Reformationsgedenken - Grund zum Feiern oder nicht?
2017 jährt sich zum
500. Mal der sogenannte Wittenberger Thesenanschlag von Martin Luther: Reformationsjubiläum,
Reformationsgedenken? Schon beim Namen setzen Protestanten und Katholiken, naturgemäß,
unterschiedliche Akzente. Der römische Kurienkardinal und Ökumeneverantwortliche Kurt
Koch erhofft sich im Zusammenhang mit der Reformation statt einer Jubiläumsfeier ein
„beidseitiges Schuldbekenntnis“; vor Journalisten sprach er unlängst in Wien mit Blick
auf die Spaltung sogar von Sünde. Das heißt aber nicht, dass die Reformation sozusagen
ein rotes Tuch für Katholiken ist, betonte Wolfgang Thönissen vom Johann-Adam-Möhler-Institut
für Ökumenik aus Paderborn im Gespräch mit dem Kölner domradio.
„Nein,
die Reformation ist nicht mehr ein rotes Tuch. Selbstverständlich ist die sie Anlass
zu einem Gedenken. Dieses Gedenken muss die Frage nach der Spaltung einschließen.
Aber es sind zwei Dinge, die wir sehen müssen: Einmal ist da die Spaltung, die mit
der Reformation einhergegangen ist. Und das andere ist, was die Reformation an Erneuerung
und Herausforderung in der Kirche herbeigeführt hat. Diese beiden Dinge müssen wir
gemeinsam bedenken. Und das ist auch das, was Kardinal Koch gesagt und gemeint hat.
Reformation können wir zwar nicht feiern, wir können ihrer aber gedenken. Und wir
sollten ihr auch gemeinsam gedenken.“
Eine abschließende, amtliche Beurteilung
der Reformation durch die katholische Geschichte – sowas gibt es nicht. Wohl aber
„einen langen Weg der Auseinandersetzung mit der Reformation“.
„Die letzten
60 bis 70 Jahre hat es sicherlich viele Neuerungen gegeben durch das, was wir die
katholische Luther-Forschung nennen, die sehr viel für einen neuen Zugang zur Herausforderung
Reformation getan hat. Deshalb können wir heute sehr viel differenzierter mit dem
Gegenstand Reformation umgehen. Es liegt auch viel gutes Potential in der Reformation
- ohne die Frage nach der Spaltung von vornherein als eine der Hauptfragen zu betrachten.“
Zum
Positiven an der Reformation zählt Thönissen die Ernsthaftigkeit der Gottesfrage,
wie Martin Luther sie stellte; die Betonung der Taufe als „das alleinige Eingangstor
in das Heilswerk Christi“; und „das Leben in und mit der Heiligen Schrift“. Reformen
der Kirche habe es nicht nur in Deutschland gegeben; tragisch sei aber, „dass diese
(lutherische) Erneuerungsbewegung aus der Kirche herausgeführt und zu einer Spaltung
der abendländischen Kirche geführt hat“.

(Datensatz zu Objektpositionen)
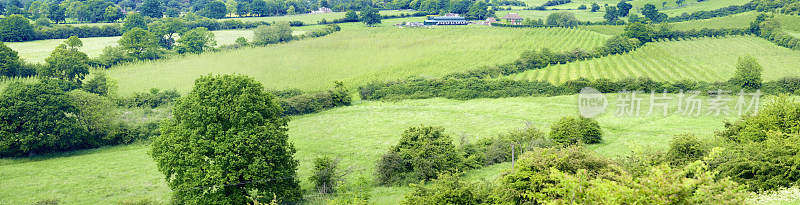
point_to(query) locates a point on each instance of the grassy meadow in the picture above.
(357, 55)
(708, 59)
(37, 51)
(358, 135)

AUFGABEN:
**A)** Von welchem Institut kommt Wolfgang Thönissen laut dem Textauszug?
**B)** Gib zu jeder Aussage an, ob sie mit dem Textauszug übereinstimmt, und belege deine Antwort mit den entscheidenden Worten als wörtlichem Zitat. (i) Laut Thönissen kann man die Reformation feiern. (ii) Eine abschließende, amtliche Beurteilung der Reformation durch die katholische Geschichte gibt es. (iii) Thönissen zählt die Ernsthaftigkeit der Gottesfrage zum Positiven an der Reformation.
Das Material wird hier nicht benötigt.

LÖSUNGEN:
**A)** Vom Johann-Adam-Möhler-Institut für Ökumenik aus Paderborn.

**B)**
(i) Nein: „Reformation können wir zwar nicht feiern, wir können ihrer aber gedenken.“
(ii) Nein: „sowas gibt es nicht“
(iii) Ja: „Zum Positiven an der Reformation zählt Thönissen die Ernsthaftigkeit der Gottesfrage“